Don’t Punch Teenagers

I hadn’t had a long weekend in a while. I love my job and the media consumption that comes with it, but after report after report on political craziness, dead people, crime, animal abuse, and statewide financial problems— I needed to unplug. Cue a four day weekend that coincided with N’s spring break. If I could do I back flip, I would have done one.

My excitement translated into social media posts counting down the hours to my mini-vacation. It is, after all, the fastest way to let the world know about my sunny mood, whether or not the world wanted to know. Every time I told someone I was headed to Lawton I was met with confusion. I’m not sure what’s in Lawton, but people’s responses didn’t do a good job of selling the place. To be more clear, I wasn’t going to Lawton, but to the Wichita Mountains near Lawton, and that seems to make all the difference.

In the car on a Saturday morning we loaded supplies, the dogs, and plugged in the address into the GPS. Ninety minutes to nature– not particularly far, but the flashing 90 minute trip estimate took me back to my time in Colorado where I lived 15 minutes away from Pikes Peak and countless trails. I was uninterested in regular hiking trips when they were easily accessible, but now I daydream about it. The whole thing makes me sound like a walking stereotype, but really it’s my dogs’ fault.
-----
> _YOUR GOAL_: Copy the essay starting with "Don’t Punch Teenagers" and going on through "have done one.", but replace "weekend" with "holiday". Rely on the essay alone.

> _SUPPLIED INFORMATION_:
-----
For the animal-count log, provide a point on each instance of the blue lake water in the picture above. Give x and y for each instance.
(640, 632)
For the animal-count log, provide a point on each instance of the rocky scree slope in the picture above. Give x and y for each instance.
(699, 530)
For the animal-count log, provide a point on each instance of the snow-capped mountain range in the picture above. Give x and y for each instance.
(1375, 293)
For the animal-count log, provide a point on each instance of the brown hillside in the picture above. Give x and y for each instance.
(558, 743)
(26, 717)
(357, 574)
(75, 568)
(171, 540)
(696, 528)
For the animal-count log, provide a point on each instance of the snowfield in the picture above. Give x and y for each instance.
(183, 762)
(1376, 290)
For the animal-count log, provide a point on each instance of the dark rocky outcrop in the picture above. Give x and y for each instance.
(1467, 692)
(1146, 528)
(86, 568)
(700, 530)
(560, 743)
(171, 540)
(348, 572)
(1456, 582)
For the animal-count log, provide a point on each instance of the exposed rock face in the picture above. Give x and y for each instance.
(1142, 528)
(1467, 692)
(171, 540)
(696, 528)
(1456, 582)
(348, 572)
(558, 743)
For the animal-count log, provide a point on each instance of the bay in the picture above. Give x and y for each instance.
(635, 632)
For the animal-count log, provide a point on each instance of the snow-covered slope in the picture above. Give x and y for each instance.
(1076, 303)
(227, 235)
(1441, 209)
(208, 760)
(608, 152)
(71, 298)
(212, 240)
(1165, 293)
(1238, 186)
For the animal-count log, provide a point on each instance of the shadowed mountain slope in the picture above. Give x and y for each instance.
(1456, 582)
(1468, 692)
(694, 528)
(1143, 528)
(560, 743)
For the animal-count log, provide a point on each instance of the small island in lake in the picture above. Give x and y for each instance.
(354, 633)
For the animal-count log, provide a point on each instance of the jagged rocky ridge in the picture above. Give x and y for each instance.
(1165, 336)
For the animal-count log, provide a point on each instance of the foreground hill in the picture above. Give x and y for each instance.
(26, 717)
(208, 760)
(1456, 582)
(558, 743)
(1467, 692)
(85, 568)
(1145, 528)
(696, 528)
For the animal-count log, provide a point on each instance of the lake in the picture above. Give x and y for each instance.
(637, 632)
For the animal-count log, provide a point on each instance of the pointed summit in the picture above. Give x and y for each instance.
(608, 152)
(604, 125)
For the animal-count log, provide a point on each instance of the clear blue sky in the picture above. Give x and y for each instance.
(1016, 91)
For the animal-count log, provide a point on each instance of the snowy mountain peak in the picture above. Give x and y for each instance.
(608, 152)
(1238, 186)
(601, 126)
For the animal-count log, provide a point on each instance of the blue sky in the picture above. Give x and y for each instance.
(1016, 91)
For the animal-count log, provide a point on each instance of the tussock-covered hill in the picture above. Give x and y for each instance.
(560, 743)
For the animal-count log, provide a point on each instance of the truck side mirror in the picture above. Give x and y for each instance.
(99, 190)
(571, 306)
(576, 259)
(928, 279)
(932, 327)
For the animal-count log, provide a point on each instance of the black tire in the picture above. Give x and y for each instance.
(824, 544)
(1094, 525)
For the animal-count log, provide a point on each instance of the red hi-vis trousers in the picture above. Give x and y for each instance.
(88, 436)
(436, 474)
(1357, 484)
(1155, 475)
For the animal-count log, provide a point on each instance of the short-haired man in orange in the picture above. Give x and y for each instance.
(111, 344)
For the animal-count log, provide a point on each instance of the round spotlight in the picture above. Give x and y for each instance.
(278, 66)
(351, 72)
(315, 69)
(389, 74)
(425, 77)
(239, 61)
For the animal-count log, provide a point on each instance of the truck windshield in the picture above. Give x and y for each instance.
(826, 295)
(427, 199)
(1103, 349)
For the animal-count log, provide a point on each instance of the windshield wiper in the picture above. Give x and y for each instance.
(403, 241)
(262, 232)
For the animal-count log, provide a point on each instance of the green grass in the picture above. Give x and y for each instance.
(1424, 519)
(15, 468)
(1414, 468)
-----
> _CORRECT RESULT_:
Don’t Punch Teenagers

I hadn’t had a long holiday in a while. I love my job and the media consumption that comes with it, but after report after report on political craziness, dead people, crime, animal abuse, and statewide financial problems— I needed to unplug. Cue a four day holiday that coincided with N’s spring break. If I could do I back flip, I would have done one.